• Artikel:

---

Im Anschluss unterstrich Herr KOK Christian Pursche vom LKA (Dez. 38) die praktische Relevanz der Thematik. Nach einer kurzen Einführung in die aktuellen Phänomene krimineller Aktivitäten im und mit Hilfe des Internets gab er dem Publikum einen Einblick in die verschiedenen Aktivitäten des LKA sowohl im Ermittlungs- als auch Präventionsbereich. Als Problem wurde insbesondere die dem Internet immanente Anonymität aufgezeigt und die vielfältigen technischen Möglichkeiten (z.B. durch Nutzung des sog. Tor-Netzwerks) unerkannt kriminelle Handlungen vorzunehmen und zu organisieren. Die erfolgreichste Bekämpfungsform der Internetkriminalität sei aber, so Pursche, die Aufklärung und Prävention. Der Mensch müsse das Netz und die Gefahren verstehen lernen.

 

Der erste rechtswissenschaftliche Vortrag im engeren Sinne wurde von Frau Prof. Dr. Susanne Beck, LL.M. (LSE) Inhaberin des Lehrstuhls für Strafrecht, Strafprozessrecht, Strafrechtsvergleichung und Rechtsphilosophie an der Leibniz-Universität Hannover gehalten. Die international renommierte Referentin beleuchtete die praktisch hochrelevante Thematik der Ermittlungen in sozialen Netzwerken. Sie zeigte auf, dass die bestehenden Regelungen der StPO die Wirklichkeit der sozialen Netzwerke nicht umfassend widerspiegeln. Eine Beobachtung im Internet sei nicht dasselbe wie eine Observation, ein Fake-Account bei Facebook sei nicht mit der Legende eines Verdeckten Ermittlers in der realen Welt vergleichbar. Insbesondere die zeitlichen Kriterien dieser herkömmlichen Ermittlungsmethoden seien nicht auf soziale Netzwerke, bei denen innerhalb weniger Minuten eine Unmenge an Informationen erlangt werden könne, übertragbar. Insgesamt scheine deshalb, so Beck, eine gesetzliche Neuregelung ratsam, die die Besonderheit sozialer Netzwerke berücksichtigt.

---

[Einträge mit Koordinatenannotationen]
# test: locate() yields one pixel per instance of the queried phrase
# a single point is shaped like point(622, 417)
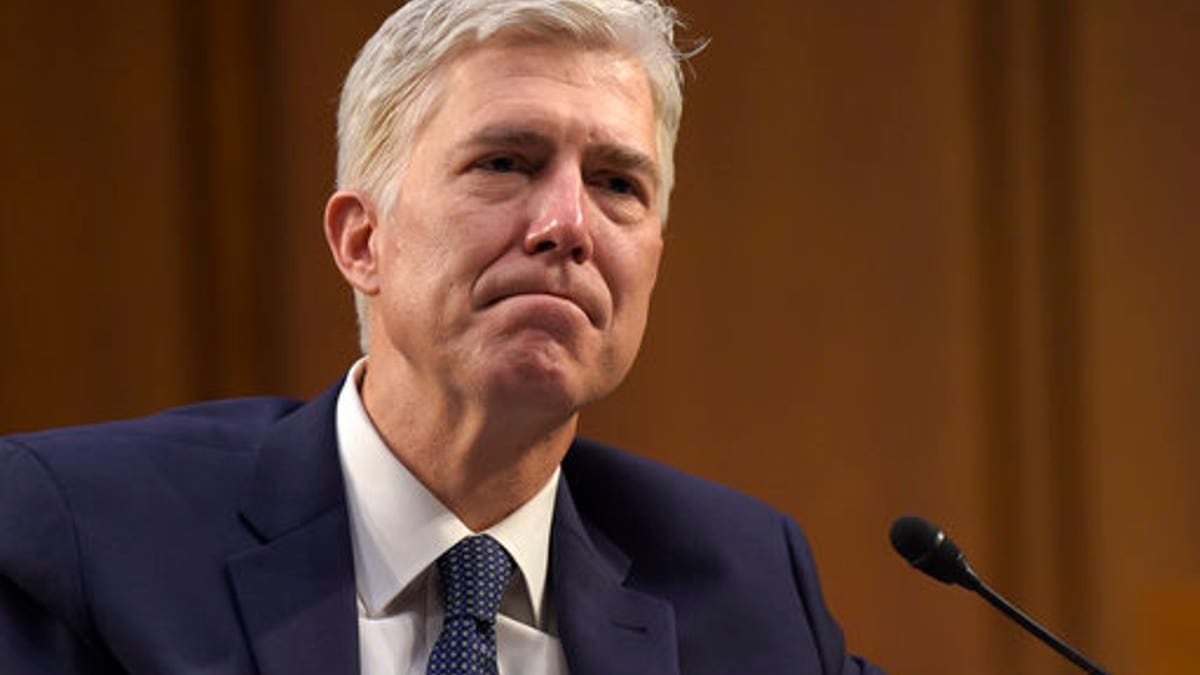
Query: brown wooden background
point(927, 256)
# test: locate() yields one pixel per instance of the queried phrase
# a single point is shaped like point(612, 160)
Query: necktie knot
point(474, 574)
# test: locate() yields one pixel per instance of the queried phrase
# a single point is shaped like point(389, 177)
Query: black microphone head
point(927, 548)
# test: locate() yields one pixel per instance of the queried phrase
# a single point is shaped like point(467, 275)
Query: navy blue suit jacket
point(215, 539)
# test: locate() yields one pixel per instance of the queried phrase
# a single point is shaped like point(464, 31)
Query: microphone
point(927, 548)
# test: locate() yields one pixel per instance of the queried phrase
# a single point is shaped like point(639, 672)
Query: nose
point(557, 226)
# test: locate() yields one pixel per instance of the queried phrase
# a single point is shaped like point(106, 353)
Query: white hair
point(393, 87)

---

• Gestellte Aufgabe 1: Welche Form der Bekämpfung von Internetkriminalität ist laut dem Artikel nach Pursche die erfolgreichste?
• Gestellte Aufgabe 2: Nennen Sie alle Fachgebiete, die der Artikel für den Lehrstuhl von Susanne Beck an der Leibniz-Universität Hannover aufführt.
Zur Bearbeitung dient allein der Artikel.

• Richtige Lösung 1: Die Aufklärung und Prävention.

• Richtige Lösung 2: Strafrecht, Strafprozessrecht, Strafrechtsvergleichung und Rechtsphilosophie.